MATERIAL TO PROCESS START
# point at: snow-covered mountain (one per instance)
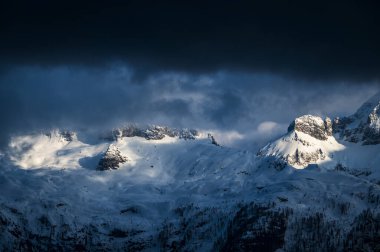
(154, 188)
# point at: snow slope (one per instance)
(177, 190)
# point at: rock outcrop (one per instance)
(313, 126)
(111, 159)
(152, 132)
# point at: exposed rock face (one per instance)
(111, 159)
(65, 135)
(152, 132)
(363, 126)
(313, 126)
(304, 158)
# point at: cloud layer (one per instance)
(313, 40)
(249, 108)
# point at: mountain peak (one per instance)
(363, 126)
(313, 126)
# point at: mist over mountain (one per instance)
(189, 126)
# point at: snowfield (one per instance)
(161, 189)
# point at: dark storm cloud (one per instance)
(307, 39)
(244, 109)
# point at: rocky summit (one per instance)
(313, 126)
(153, 188)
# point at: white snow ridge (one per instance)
(154, 188)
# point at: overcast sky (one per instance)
(242, 70)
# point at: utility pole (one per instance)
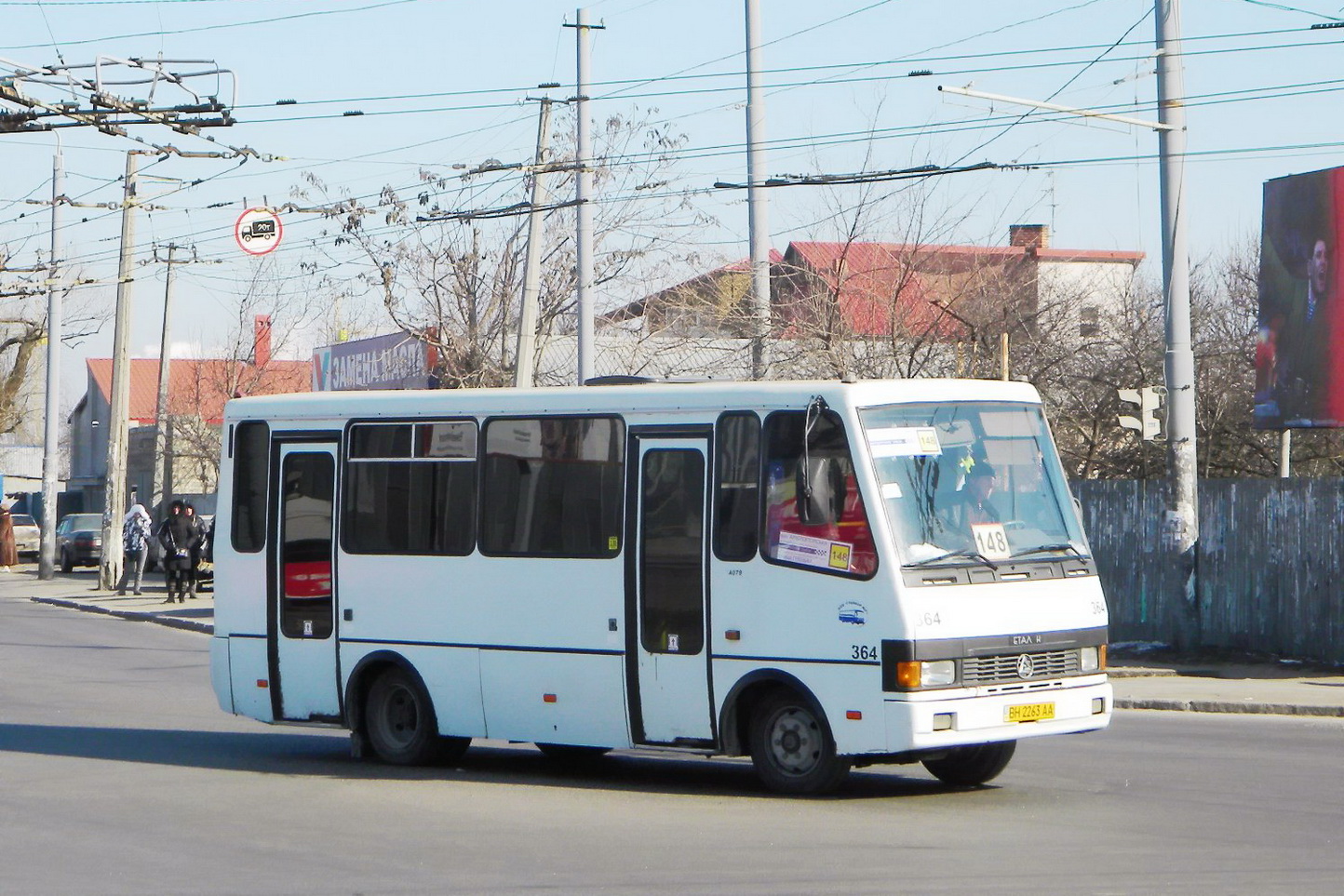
(51, 424)
(524, 362)
(757, 202)
(1181, 523)
(584, 195)
(162, 492)
(118, 424)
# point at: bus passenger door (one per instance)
(671, 663)
(302, 626)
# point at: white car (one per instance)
(27, 536)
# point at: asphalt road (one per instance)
(118, 774)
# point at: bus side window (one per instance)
(839, 541)
(737, 509)
(251, 462)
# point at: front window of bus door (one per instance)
(813, 454)
(308, 484)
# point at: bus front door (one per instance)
(671, 657)
(302, 626)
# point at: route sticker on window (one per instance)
(905, 441)
(990, 541)
(813, 553)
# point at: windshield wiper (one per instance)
(1061, 545)
(968, 555)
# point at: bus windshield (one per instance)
(974, 481)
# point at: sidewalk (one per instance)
(1140, 683)
(78, 590)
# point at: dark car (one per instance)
(79, 541)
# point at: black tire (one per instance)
(571, 753)
(792, 748)
(972, 766)
(401, 723)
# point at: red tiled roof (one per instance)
(199, 386)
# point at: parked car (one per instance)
(27, 536)
(79, 541)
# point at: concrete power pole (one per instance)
(584, 195)
(1181, 524)
(757, 202)
(163, 424)
(51, 426)
(118, 424)
(526, 362)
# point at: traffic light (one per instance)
(1150, 422)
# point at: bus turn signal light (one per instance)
(908, 674)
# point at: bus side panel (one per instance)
(451, 675)
(556, 698)
(783, 614)
(248, 669)
(220, 675)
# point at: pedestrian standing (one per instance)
(8, 548)
(197, 532)
(176, 535)
(136, 531)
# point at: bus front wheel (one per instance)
(792, 750)
(402, 727)
(972, 766)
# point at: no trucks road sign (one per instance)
(258, 232)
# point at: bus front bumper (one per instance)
(933, 720)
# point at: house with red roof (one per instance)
(196, 393)
(901, 290)
(895, 290)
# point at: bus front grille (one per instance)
(1053, 663)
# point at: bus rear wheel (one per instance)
(792, 750)
(972, 766)
(402, 727)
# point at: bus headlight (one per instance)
(913, 675)
(937, 674)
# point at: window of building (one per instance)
(814, 516)
(251, 471)
(410, 488)
(737, 511)
(553, 487)
(1089, 321)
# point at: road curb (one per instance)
(1229, 705)
(132, 615)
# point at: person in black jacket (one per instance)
(178, 535)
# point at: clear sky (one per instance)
(439, 84)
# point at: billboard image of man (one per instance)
(1296, 379)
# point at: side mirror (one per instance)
(820, 490)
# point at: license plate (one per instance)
(1029, 712)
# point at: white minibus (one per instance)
(812, 574)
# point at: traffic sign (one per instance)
(258, 232)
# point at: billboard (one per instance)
(396, 360)
(1298, 381)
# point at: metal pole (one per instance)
(757, 203)
(118, 424)
(163, 487)
(526, 362)
(1181, 526)
(584, 194)
(51, 424)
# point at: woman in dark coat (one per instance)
(178, 535)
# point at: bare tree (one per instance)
MATERIAL TO PROCESS END
WHAT YOU ARE ASKED TO DO - Type the entries above out again exactly, with no pictures.

YOUR SOLUTION -
# point at: snow-covered mountain (one per instance)
(154, 188)
# point at: snow slope (one per instance)
(177, 190)
# point at: rock outcrop (one per instance)
(313, 126)
(111, 159)
(152, 132)
# point at: exposed rock face (one per instance)
(111, 159)
(65, 135)
(152, 132)
(363, 126)
(313, 126)
(304, 158)
# point at: cloud layer (one per instance)
(313, 40)
(249, 108)
# point at: mountain peak (one per instance)
(363, 126)
(313, 126)
# point at: mist over mountain (one per instance)
(189, 126)
# point at: snowfield (one per instance)
(161, 189)
# point at: dark storm cloud (one per instance)
(307, 39)
(244, 109)
# point at: rocky summit (one per instance)
(313, 126)
(153, 188)
# point at: white snow ridge (one per instance)
(154, 188)
# point at: overcast sky (one per instance)
(242, 70)
# point at: utility pole (one per instance)
(51, 424)
(524, 362)
(757, 202)
(1181, 523)
(584, 195)
(162, 492)
(118, 424)
# point at: bus passenger door (one per instance)
(671, 663)
(302, 626)
# point at: white car (one per instance)
(27, 536)
# point at: asphalt road (one per instance)
(118, 774)
# point at: bus side window (one per instance)
(839, 541)
(737, 509)
(251, 462)
# point at: front window of bus door (one per instance)
(813, 454)
(308, 484)
# point at: bus front door (one per instance)
(671, 657)
(302, 626)
# point at: route sticker on window (one per instance)
(905, 441)
(990, 541)
(813, 553)
# point at: windshield wiper (one per instance)
(1061, 545)
(968, 555)
# point at: bus windshield (one per instance)
(974, 481)
# point at: sidewalk (one per instance)
(1140, 683)
(78, 590)
# point at: dark car (one per instance)
(79, 541)
# point at: black tire (one per instance)
(571, 753)
(792, 748)
(972, 766)
(401, 723)
# point at: red tiled roof (one per instance)
(199, 386)
# point at: parked car (one per instance)
(27, 536)
(79, 541)
# point at: concrete power pole (one per instance)
(584, 195)
(1181, 524)
(757, 202)
(163, 424)
(51, 426)
(118, 424)
(526, 362)
# point at: traffic light (one per instance)
(1150, 422)
# point at: bus turn signal light (one per instance)
(908, 674)
# point at: bus side panel (one per instance)
(451, 675)
(556, 698)
(783, 614)
(248, 669)
(220, 675)
# point at: pedestrian standing (one per instance)
(8, 548)
(197, 532)
(176, 535)
(136, 531)
# point at: bus front wheel (one per instance)
(792, 750)
(402, 727)
(972, 766)
# point at: no trucks road sign (one per instance)
(258, 232)
# point at: bus front bumper (one per instance)
(933, 720)
# point at: house with red roof (one per instance)
(196, 393)
(901, 290)
(895, 290)
# point at: bus front grille (one per instance)
(1053, 663)
# point at: bus rear wheel (one per instance)
(792, 750)
(972, 766)
(402, 727)
# point at: bus headlight (one per instance)
(913, 675)
(937, 674)
# point at: window of building (one per instance)
(814, 516)
(251, 471)
(410, 488)
(737, 511)
(553, 487)
(1089, 321)
# point at: road curb (one per instance)
(1229, 705)
(132, 615)
# point at: person in black jacket (one per instance)
(178, 535)
# point at: clear sky (one per instance)
(439, 84)
# point at: billboard image of man (one per instance)
(1296, 379)
# point at: side mirror (one per instance)
(820, 490)
# point at: license plate (one per instance)
(1029, 712)
# point at: white minibus (one per instance)
(812, 574)
# point at: traffic sign (one per instance)
(258, 232)
# point at: billboard (one per instance)
(396, 360)
(1298, 381)
# point at: metal pole (one per instance)
(757, 203)
(118, 424)
(163, 487)
(526, 362)
(1181, 526)
(584, 194)
(51, 424)
# point at: woman in dark coat (one per instance)
(178, 535)
# point at: bare tree (one per instance)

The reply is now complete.